__DATA LINES__.

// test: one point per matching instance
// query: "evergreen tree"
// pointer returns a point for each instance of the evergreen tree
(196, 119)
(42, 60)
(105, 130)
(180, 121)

__TASK BRIEF__. Rewrite every line of the listing above as a numbered list, leaving out any blank lines.

__RESULT__.
1. // test: one point per matching instance
2. // query: "evergreen tree"
3. // pointer returns a point for each instance of the evergreen tree
4. (196, 119)
5. (42, 60)
6. (105, 130)
7. (180, 121)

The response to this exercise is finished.